◆ **Source extract**
================================

It surprises me that so many people do not know what their expenses are – it’s almost insane.
If you do not know how much you make, and how much you spend, you’re living in a world of financial darkness. You can keep walking, but eventually you’ll run into a wall.
Hell, most people don’t even know how much money they have in their bank accounts at any given moment, no wonder they’re broke.
Let’s do a 90-day challenge to figure your finances out, shall we?
(Even if you do it for 30 days – and not 90 days – you’ll get some pretty valuable information about your spending habits out of this)
Start with buying a small notepad and pen that you can carry in your pocket at all times (or use your phone).
For the next 90 days, you’re going to record every single transaction you make in that notepad.
You’re going to write down all of your receipts and payments, for example:
24/02/2019 – Received from client XYZ for consulting $2,000
24/02/2019 – Paid for lunch ($20)
24/02/2019 – Uber to work ($10.24)
25/02/2019 – Received interest $549.51
(Amounts in brackets represent payments)

================================

◆ **Material shown**
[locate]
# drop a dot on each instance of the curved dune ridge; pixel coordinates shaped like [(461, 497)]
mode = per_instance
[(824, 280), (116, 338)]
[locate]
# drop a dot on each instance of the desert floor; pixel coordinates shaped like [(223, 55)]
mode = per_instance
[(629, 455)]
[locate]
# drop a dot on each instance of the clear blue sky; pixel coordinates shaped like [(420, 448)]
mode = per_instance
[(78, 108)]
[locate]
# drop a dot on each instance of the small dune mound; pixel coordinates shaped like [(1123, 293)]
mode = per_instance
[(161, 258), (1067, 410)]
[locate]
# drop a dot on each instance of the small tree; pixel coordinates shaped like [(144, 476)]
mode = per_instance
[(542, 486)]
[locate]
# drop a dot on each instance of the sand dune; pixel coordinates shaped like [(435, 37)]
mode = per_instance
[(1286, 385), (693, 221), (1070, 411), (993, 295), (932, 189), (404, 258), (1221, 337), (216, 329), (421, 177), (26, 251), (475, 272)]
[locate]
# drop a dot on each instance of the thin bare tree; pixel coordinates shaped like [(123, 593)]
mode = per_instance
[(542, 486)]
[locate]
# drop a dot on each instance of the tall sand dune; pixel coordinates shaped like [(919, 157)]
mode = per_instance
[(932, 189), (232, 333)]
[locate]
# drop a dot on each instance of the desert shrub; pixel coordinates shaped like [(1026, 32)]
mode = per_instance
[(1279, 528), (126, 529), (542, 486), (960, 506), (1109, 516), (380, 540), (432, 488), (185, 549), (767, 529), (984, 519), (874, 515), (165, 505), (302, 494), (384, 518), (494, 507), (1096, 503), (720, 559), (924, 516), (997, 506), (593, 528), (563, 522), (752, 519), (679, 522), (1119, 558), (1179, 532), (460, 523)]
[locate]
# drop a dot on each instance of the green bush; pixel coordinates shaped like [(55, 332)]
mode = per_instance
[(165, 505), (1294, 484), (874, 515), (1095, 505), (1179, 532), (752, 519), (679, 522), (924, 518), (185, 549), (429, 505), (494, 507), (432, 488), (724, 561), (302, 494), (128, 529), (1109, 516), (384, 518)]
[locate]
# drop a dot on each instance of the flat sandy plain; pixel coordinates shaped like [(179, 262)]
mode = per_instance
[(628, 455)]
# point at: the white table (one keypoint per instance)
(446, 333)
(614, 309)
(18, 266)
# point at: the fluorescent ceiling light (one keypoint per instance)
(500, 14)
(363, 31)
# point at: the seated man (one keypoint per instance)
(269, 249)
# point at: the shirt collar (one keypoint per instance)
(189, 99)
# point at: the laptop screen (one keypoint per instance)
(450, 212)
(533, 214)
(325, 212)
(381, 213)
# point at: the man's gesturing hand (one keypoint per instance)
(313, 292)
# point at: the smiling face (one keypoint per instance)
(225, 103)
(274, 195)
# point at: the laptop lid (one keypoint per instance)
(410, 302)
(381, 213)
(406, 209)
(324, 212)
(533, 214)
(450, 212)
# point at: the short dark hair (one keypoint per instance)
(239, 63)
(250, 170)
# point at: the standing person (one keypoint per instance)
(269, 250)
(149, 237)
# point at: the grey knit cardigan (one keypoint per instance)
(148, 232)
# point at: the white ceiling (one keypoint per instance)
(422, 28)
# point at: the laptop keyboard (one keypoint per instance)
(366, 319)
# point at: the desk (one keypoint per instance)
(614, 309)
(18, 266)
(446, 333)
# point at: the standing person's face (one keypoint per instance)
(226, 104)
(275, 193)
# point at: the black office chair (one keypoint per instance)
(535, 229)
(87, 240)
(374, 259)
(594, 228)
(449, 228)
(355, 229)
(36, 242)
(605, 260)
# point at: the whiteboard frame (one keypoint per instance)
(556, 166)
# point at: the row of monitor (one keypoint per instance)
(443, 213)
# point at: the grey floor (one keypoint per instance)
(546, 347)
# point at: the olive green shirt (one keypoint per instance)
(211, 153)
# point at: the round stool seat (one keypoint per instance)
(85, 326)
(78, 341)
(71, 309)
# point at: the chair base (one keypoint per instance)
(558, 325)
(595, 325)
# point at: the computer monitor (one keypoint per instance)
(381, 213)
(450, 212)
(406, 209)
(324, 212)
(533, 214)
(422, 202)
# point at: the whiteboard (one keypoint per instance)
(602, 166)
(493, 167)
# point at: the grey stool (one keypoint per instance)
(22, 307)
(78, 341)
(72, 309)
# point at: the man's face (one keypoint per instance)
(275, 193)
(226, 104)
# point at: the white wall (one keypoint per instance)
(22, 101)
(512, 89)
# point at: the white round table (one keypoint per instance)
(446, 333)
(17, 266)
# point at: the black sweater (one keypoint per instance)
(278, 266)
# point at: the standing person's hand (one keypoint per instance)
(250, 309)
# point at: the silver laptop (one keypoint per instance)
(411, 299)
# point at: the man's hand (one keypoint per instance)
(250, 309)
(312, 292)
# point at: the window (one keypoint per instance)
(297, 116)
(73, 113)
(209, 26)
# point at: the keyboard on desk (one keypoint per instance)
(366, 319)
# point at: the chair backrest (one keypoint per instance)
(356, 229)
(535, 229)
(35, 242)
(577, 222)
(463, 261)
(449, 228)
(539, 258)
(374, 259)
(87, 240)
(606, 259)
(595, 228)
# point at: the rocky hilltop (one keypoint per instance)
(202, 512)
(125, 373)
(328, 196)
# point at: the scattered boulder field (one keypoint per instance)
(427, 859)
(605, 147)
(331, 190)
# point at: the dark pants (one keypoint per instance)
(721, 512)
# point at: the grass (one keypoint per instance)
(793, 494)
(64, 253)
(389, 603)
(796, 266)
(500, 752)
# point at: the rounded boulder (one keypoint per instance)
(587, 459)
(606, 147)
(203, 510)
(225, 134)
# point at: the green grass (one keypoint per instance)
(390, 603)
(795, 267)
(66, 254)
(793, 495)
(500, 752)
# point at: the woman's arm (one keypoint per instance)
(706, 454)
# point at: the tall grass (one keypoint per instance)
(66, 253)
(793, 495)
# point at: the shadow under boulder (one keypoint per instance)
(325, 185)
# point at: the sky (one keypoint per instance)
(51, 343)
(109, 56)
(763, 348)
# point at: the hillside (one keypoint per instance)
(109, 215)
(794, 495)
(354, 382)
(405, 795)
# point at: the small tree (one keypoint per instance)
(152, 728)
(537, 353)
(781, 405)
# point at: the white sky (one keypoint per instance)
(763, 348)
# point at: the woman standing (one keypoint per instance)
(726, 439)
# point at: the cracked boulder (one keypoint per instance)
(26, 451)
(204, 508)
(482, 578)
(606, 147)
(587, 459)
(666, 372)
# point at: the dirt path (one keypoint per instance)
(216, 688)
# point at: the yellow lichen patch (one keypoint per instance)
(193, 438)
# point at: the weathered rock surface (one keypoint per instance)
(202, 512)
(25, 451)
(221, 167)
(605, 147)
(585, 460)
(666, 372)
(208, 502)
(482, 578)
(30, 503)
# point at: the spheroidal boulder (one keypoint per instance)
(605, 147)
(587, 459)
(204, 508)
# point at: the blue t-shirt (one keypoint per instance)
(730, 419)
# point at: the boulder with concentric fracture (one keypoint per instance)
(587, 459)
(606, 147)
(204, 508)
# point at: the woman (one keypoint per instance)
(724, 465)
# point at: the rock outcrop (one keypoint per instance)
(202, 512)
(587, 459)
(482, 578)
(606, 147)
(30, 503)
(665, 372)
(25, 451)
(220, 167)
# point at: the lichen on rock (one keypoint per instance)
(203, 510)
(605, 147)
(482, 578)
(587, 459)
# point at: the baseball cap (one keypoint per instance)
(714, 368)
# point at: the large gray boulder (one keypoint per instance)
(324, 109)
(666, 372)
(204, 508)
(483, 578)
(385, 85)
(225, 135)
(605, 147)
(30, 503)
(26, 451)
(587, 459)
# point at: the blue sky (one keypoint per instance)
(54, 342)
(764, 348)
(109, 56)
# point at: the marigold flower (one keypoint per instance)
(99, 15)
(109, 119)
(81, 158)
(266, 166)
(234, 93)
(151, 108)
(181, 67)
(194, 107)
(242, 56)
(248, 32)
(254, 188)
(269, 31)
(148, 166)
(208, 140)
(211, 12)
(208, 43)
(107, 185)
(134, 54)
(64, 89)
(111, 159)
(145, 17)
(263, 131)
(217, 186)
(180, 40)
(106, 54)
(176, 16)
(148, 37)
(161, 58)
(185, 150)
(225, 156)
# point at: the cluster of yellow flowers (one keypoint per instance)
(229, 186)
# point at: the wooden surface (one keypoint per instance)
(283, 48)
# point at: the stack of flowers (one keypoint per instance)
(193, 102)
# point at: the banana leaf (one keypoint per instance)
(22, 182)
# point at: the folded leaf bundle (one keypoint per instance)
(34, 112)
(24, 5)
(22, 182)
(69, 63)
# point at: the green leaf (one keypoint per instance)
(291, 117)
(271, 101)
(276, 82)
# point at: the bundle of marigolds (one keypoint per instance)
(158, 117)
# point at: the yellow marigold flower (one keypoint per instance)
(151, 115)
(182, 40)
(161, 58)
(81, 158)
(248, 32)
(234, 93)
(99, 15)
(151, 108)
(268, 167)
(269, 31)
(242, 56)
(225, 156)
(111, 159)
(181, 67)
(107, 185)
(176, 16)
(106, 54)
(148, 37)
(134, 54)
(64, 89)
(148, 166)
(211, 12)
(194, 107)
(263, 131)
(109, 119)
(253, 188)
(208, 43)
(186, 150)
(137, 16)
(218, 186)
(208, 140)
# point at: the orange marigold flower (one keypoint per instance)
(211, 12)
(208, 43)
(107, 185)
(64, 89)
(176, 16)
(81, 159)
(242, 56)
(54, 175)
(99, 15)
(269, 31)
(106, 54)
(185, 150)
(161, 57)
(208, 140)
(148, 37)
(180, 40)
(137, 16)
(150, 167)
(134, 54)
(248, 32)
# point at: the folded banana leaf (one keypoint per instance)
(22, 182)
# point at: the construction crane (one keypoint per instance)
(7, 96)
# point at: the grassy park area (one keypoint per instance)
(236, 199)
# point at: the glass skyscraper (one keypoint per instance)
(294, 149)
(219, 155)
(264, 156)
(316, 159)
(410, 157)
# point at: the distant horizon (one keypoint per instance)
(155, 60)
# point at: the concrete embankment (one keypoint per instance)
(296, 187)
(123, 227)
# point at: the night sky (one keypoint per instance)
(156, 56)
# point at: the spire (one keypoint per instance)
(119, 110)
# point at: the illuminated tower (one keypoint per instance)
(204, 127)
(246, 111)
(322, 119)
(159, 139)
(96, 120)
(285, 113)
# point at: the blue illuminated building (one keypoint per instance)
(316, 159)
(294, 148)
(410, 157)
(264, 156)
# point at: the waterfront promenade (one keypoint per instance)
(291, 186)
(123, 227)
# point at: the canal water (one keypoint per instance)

================================

◆ **Goal**
Please extract, word for word, the part of the expense-tracking text above that begins at the words "(Even if you" and ends after "to work ($10.24)".

◆ **Worked answer**
(Even if you do it for 30 days – and not 90 days – you’ll get some pretty valuable information about your spending habits out of this)
Start with buying a small notepad and pen that you can carry in your pocket at all times (or use your phone).
For the next 90 days, you’re going to record every single transaction you make in that notepad.
You’re going to write down all of your receipts and payments, for example:
24/02/2019 – Received from client XYZ for consulting $2,000
24/02/2019 – Paid for lunch ($20)
24/02/2019 – Uber to work ($10.24)